_Your objective_: With pictures excluded, output exactly the lines that run from the first line of the data below through the line containing "Task: for the roadway count, mark the white earring".

START Exercise data

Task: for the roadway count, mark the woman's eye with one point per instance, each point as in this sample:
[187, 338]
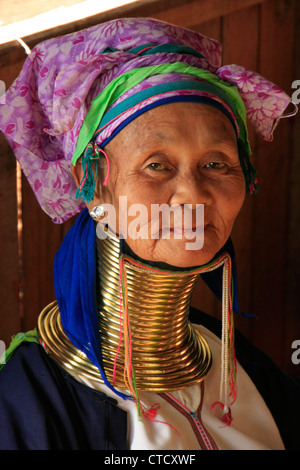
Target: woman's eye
[157, 166]
[215, 165]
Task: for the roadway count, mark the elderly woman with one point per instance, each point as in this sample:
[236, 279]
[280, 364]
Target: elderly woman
[115, 122]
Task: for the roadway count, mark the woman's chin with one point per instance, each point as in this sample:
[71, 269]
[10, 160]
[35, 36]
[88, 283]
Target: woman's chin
[179, 253]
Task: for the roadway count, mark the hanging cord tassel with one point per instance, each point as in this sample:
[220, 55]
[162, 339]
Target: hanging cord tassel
[129, 373]
[90, 159]
[228, 360]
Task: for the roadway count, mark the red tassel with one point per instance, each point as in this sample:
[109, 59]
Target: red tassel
[227, 417]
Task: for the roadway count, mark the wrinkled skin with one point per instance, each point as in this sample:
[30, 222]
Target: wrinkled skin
[176, 154]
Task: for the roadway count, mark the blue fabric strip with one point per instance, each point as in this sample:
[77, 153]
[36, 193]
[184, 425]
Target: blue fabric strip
[172, 99]
[175, 85]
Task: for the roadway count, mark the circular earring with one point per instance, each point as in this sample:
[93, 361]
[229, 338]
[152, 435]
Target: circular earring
[97, 212]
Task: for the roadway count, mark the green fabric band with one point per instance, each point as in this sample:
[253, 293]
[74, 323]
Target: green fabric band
[117, 87]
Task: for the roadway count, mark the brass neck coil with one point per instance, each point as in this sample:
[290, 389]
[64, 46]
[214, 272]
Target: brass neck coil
[167, 352]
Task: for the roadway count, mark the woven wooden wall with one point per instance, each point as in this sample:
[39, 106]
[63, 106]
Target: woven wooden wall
[260, 35]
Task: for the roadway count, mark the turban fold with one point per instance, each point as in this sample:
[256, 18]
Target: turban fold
[82, 87]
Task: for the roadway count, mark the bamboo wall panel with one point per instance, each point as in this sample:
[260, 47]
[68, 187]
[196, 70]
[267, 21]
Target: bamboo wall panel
[260, 35]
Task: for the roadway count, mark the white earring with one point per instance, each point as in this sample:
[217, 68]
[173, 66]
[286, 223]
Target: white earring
[98, 212]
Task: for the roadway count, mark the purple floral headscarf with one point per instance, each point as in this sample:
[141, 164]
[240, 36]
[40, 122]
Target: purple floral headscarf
[43, 111]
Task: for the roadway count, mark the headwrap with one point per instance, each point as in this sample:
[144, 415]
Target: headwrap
[78, 90]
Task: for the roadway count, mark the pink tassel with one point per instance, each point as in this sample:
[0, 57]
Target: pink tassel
[226, 418]
[152, 413]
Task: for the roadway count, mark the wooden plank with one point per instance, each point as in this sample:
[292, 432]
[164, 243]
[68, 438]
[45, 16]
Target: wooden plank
[270, 236]
[200, 11]
[10, 281]
[9, 266]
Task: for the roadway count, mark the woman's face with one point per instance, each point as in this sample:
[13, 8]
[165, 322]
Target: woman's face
[181, 155]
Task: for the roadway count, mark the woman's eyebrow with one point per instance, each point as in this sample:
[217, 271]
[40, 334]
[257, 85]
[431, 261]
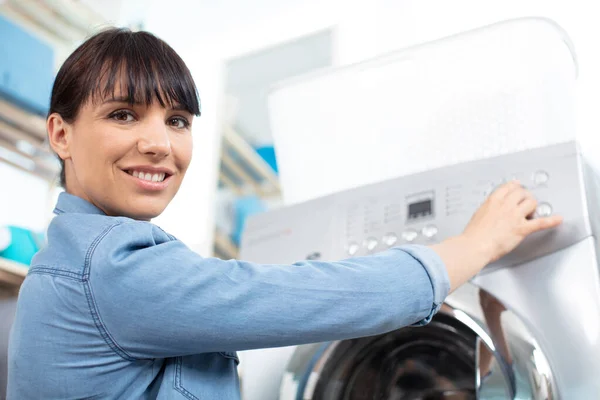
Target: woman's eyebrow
[119, 99]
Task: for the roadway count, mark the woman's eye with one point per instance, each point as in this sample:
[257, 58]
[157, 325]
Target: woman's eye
[122, 116]
[179, 122]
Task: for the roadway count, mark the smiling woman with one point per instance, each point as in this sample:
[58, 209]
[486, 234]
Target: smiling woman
[115, 308]
[131, 110]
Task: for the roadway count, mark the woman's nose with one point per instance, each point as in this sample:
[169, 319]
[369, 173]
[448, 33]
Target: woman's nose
[154, 141]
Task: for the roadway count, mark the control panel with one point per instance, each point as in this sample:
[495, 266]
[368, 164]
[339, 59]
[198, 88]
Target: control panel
[425, 208]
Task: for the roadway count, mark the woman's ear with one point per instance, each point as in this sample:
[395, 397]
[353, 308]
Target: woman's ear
[59, 135]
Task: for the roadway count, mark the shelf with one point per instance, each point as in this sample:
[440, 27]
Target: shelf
[243, 170]
[23, 141]
[12, 273]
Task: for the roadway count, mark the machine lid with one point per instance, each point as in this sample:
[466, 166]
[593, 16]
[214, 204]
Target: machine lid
[479, 351]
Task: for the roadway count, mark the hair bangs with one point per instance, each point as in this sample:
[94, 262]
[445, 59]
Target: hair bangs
[129, 74]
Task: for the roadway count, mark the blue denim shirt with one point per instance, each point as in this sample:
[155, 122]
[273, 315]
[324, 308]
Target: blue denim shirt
[114, 308]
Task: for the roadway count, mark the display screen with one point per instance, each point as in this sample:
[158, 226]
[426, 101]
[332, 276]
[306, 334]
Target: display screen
[420, 209]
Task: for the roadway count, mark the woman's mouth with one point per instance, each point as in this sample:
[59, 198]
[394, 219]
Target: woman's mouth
[147, 176]
[149, 180]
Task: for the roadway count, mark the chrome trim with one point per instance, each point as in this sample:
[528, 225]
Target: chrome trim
[509, 363]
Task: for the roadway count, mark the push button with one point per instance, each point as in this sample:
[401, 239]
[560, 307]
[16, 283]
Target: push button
[543, 210]
[429, 231]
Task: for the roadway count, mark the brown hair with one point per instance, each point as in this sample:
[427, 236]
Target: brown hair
[144, 67]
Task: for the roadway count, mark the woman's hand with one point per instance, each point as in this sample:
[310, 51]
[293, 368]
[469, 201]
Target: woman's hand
[496, 228]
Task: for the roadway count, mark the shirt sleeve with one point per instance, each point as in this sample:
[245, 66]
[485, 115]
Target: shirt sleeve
[160, 299]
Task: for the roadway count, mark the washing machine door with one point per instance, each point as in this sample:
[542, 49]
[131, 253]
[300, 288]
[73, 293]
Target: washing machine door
[474, 348]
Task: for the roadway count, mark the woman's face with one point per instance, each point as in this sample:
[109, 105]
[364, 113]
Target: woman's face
[126, 160]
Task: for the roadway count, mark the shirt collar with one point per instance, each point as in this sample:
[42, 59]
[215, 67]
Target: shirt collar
[67, 203]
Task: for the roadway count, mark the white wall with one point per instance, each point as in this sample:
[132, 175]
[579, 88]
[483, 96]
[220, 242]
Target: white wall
[385, 25]
[25, 200]
[206, 35]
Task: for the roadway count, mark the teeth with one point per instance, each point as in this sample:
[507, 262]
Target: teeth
[158, 177]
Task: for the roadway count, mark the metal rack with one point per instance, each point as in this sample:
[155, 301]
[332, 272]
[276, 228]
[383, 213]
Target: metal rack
[244, 172]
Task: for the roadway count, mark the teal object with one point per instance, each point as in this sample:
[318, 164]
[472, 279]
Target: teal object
[22, 246]
[267, 153]
[26, 68]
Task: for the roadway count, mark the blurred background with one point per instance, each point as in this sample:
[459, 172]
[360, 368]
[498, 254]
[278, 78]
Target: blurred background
[236, 51]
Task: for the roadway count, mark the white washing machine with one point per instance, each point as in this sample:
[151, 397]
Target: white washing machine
[527, 327]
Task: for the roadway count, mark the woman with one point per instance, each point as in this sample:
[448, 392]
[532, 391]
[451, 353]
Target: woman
[116, 308]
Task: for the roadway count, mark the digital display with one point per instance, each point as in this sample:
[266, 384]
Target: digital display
[420, 209]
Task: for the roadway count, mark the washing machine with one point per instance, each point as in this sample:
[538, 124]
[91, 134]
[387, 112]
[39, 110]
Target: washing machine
[527, 327]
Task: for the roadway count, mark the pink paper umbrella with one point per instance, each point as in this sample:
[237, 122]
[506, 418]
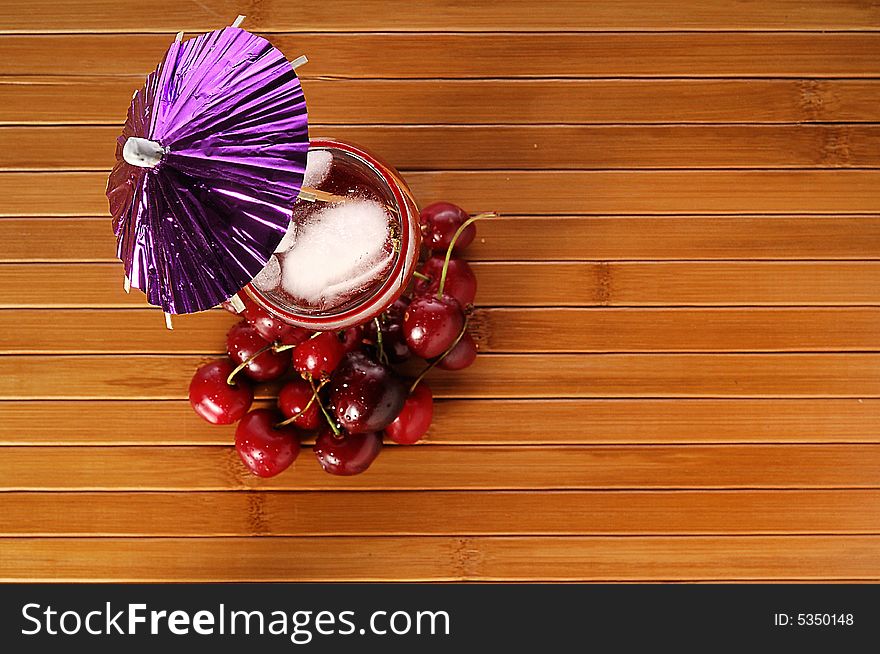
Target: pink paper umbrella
[209, 164]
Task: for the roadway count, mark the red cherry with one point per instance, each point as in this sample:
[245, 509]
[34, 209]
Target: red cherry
[215, 400]
[293, 398]
[393, 341]
[318, 357]
[352, 338]
[415, 418]
[461, 282]
[461, 356]
[243, 342]
[271, 327]
[349, 454]
[263, 448]
[439, 223]
[431, 324]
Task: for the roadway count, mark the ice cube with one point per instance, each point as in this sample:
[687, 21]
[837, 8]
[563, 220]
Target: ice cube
[287, 240]
[269, 277]
[337, 251]
[317, 167]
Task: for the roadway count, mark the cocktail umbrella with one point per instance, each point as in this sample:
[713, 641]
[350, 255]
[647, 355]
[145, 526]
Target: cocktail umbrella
[208, 167]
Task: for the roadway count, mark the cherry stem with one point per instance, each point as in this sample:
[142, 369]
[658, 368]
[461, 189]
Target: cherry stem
[464, 225]
[441, 357]
[311, 401]
[327, 417]
[244, 364]
[383, 358]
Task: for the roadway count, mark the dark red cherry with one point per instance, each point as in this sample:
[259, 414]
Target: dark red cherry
[352, 338]
[263, 448]
[439, 223]
[461, 282]
[319, 356]
[215, 400]
[243, 342]
[365, 395]
[393, 340]
[348, 454]
[461, 356]
[431, 324]
[414, 418]
[294, 396]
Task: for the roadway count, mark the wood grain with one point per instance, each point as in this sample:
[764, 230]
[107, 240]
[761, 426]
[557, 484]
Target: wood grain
[170, 16]
[451, 55]
[442, 559]
[834, 283]
[471, 467]
[433, 513]
[32, 99]
[523, 192]
[66, 331]
[475, 421]
[525, 238]
[504, 376]
[517, 147]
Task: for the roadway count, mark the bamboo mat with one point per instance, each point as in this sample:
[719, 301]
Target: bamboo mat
[679, 311]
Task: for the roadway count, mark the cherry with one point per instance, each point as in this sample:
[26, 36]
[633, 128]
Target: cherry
[243, 342]
[393, 341]
[414, 418]
[352, 338]
[365, 396]
[347, 454]
[293, 399]
[319, 356]
[461, 356]
[439, 223]
[265, 449]
[271, 327]
[431, 324]
[216, 401]
[461, 282]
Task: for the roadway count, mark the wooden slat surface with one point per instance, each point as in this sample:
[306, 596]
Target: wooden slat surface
[515, 15]
[596, 192]
[678, 311]
[208, 468]
[451, 55]
[524, 238]
[29, 99]
[463, 422]
[67, 331]
[717, 558]
[439, 513]
[493, 375]
[518, 147]
[743, 283]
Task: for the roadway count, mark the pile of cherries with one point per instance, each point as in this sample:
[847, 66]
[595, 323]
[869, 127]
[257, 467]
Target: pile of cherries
[346, 392]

END Exercise data

_Problem solution_:
Task: for the roadway count, mark the woman's eye with one point per instance, each point as in this sample:
[187, 338]
Target: woman's eye
[157, 166]
[215, 165]
Task: for the roadway count, mark the elderly woman with one point per instance, each point as in this sample:
[236, 279]
[280, 364]
Target: elderly woman
[115, 122]
Task: for the roadway count, mark the woman's chin with one point per instance, each point as in this sample:
[71, 269]
[10, 160]
[35, 36]
[88, 283]
Target: woman's chin
[179, 253]
Task: for the roadway count, mark the hanging cord tassel with one point per instance, each point as in this sample:
[220, 55]
[162, 339]
Target: hanging cord tassel
[129, 373]
[90, 159]
[228, 360]
Task: for the roadway count, mark the red tassel with one point per instance, each point as in this sample:
[109, 59]
Target: red tassel
[227, 417]
Task: for the roadway count, mark the wrinkled skin with one point per instance, each point as in this sample:
[30, 222]
Target: wrinkled skin
[176, 154]
Task: for the roadway count, mark the blue fabric strip with one point per instance, each point as in this sample:
[77, 153]
[36, 193]
[184, 425]
Target: blue fabric strip
[172, 99]
[175, 85]
Task: for the roadway count, mark the circular earring with one point per instance, each point as in this sample:
[93, 361]
[229, 338]
[152, 435]
Target: circular earring
[97, 212]
Task: for the roadway count, mark the green fabric band with one point per instance, each point as in this sample:
[253, 293]
[74, 323]
Target: green fabric band
[117, 87]
Task: for the roadway count, mark the brass neck coil with one point per instance, each point as in this sample:
[290, 389]
[64, 46]
[214, 272]
Target: brass neck coil
[167, 352]
Task: for the roadway count, mark the woven wooden wall with one point per instance, each point as in this sample:
[39, 106]
[63, 106]
Target: woven wooden wall
[260, 35]
Task: for the roadway count, mark the turban fold with one point per instance, each point as in this sample:
[256, 18]
Target: turban fold
[82, 87]
Task: for the roadway count, mark the bamboo wall panel with one point per instance, each point as in this sample:
[260, 47]
[68, 187]
[196, 70]
[267, 21]
Target: bamboo wall panel
[260, 35]
Task: for the roadway count, mark the white earring with one point per instance, each point as in this sample:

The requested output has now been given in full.